Stored records:
>>>>

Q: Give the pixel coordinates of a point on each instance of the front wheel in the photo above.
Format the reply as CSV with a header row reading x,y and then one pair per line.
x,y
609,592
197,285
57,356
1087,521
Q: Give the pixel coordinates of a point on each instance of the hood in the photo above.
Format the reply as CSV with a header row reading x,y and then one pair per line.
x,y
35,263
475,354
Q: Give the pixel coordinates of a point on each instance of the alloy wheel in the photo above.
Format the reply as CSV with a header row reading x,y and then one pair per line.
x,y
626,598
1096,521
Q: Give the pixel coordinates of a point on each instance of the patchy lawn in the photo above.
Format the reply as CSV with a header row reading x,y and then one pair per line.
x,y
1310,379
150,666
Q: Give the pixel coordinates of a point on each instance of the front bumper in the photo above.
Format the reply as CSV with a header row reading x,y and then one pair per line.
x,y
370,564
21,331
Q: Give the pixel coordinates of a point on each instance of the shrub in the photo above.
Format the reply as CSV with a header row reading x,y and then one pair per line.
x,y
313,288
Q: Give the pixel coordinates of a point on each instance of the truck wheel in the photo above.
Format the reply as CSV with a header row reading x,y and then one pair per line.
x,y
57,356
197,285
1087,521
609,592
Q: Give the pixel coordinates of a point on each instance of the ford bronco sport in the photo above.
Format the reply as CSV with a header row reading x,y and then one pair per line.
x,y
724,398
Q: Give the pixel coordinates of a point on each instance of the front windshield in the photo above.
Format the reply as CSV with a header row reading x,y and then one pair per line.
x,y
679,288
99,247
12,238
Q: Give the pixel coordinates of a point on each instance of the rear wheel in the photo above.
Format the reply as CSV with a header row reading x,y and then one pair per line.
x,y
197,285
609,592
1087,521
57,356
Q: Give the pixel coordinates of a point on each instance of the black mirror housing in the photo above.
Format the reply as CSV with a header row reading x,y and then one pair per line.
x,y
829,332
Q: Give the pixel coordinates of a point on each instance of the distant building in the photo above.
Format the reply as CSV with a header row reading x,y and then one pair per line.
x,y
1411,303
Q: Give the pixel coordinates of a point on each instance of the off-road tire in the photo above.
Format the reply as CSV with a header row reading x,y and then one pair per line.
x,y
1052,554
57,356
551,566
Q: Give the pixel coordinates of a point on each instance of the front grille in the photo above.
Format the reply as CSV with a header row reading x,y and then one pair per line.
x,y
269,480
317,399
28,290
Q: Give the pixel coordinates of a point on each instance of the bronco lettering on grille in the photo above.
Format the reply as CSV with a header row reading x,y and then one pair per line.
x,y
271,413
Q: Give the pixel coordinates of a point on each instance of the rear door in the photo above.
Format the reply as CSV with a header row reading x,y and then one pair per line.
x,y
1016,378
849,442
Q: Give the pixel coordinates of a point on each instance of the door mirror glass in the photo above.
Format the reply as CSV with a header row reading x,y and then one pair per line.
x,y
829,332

<<<<

**Exercise objective**
Rewrite everything from the line containing "housing in the photo above." down to the end of the material, adding 43 to every number in the pixel coordinates.

**Exercise result**
Q: Give the pixel coordinates of a point on each instance of the black mirror housing in the photo above.
Format the reply as CSV with a header row reading x,y and then one pair per line.
x,y
872,375
Q: Give the pixel coordinates of a point on each instance of the distant building in the photo above.
Format the reply as CSV with a header row reading x,y and then one pair per line.
x,y
1454,346
Q: Give the pixel coordinates of a point on each instance of the off-road tire in the photo above.
Format the reply as CSV with a header row reading x,y and then one pair per line.
x,y
1095,597
100,399
594,609
Q: Give the pixel coordinates of a point on each instance of the front grille in the photo above.
Format the reply as CSV with a header row reading x,y and then one pair per line.
x,y
312,523
360,442
71,333
Q: Give the pixel coordinates of a point on each instance of the bronco lettering on grille in the photo above.
Format the reply as CSV with a header row reading x,y and then one pair per line.
x,y
314,456
Q: Give the pixel coordinates of a point on each instance of the rear door in the photo above.
Format the reply as CSV with a header row reading x,y and then one pair per line.
x,y
1059,421
892,485
Q: Give the pixel coordinates of a point on each instance of the door mirror glass in the photo above.
Format the reply as CSV with a header row reading x,y and then one pair per line.
x,y
872,375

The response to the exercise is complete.